• **DATA FOR THIS TASK**:
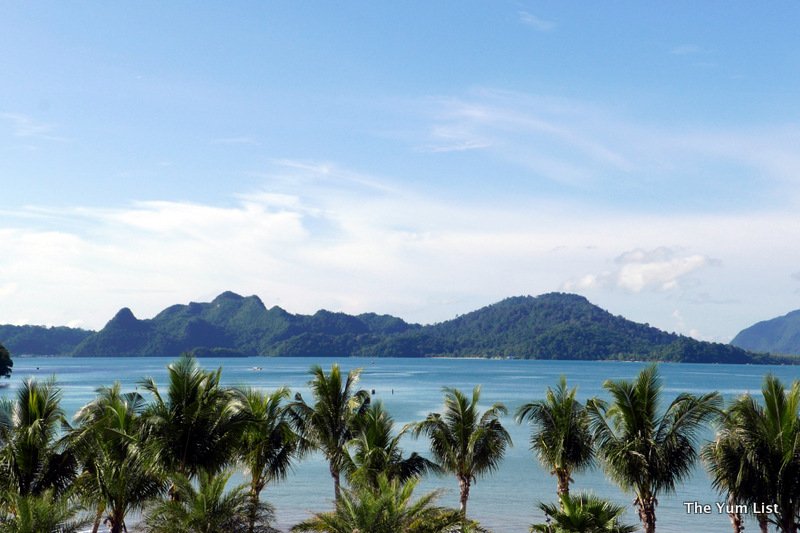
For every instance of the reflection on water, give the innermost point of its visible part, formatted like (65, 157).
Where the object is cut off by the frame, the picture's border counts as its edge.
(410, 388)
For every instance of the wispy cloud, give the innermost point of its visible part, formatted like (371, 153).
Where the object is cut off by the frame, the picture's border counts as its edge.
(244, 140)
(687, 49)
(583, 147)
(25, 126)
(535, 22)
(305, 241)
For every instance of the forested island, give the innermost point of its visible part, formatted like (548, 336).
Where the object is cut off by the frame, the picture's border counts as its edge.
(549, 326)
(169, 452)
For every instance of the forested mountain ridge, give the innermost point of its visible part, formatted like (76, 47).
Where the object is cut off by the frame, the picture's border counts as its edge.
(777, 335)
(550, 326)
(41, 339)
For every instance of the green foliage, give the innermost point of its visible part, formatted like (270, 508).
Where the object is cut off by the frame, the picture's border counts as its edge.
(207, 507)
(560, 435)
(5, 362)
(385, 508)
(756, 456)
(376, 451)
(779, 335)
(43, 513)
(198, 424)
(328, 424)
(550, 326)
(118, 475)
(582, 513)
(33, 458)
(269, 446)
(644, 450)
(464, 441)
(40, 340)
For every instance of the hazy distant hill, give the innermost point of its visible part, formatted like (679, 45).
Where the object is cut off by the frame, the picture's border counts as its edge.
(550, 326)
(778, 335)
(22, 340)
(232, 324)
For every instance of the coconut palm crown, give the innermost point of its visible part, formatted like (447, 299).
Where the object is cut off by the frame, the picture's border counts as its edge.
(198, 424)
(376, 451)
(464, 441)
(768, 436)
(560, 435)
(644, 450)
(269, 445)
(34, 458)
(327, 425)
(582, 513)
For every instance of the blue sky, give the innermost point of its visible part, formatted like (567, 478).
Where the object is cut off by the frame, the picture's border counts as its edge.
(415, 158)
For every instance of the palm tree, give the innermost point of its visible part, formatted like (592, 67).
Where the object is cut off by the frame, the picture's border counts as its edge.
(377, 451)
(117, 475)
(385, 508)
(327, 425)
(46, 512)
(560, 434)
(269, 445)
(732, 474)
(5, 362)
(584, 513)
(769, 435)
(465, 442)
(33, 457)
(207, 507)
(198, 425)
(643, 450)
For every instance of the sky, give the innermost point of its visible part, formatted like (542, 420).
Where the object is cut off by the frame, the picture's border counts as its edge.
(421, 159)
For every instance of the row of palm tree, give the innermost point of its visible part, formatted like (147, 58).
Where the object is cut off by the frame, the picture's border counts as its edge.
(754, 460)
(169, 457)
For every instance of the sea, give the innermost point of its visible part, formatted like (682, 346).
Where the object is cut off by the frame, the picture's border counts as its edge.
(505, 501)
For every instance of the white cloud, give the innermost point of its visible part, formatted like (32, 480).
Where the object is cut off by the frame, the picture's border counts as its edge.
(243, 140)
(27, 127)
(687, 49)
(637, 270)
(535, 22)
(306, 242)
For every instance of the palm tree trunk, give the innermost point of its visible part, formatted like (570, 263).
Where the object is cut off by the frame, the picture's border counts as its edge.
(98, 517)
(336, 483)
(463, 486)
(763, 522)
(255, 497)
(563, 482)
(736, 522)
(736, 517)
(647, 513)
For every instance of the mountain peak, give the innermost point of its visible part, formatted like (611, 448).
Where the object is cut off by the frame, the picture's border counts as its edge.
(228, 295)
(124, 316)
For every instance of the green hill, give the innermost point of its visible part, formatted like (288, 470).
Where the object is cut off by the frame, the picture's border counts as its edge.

• **ABOUT THIS TASK**:
What lines in the material above hold the string "green"? List them.

• **YOUR SOLUTION**:
For every instance of the green foliage, give the innermost point of its visible part, formatted like (270, 508).
For every instance of the green hill, give the innermost point of its visible part, formatted like (288, 470).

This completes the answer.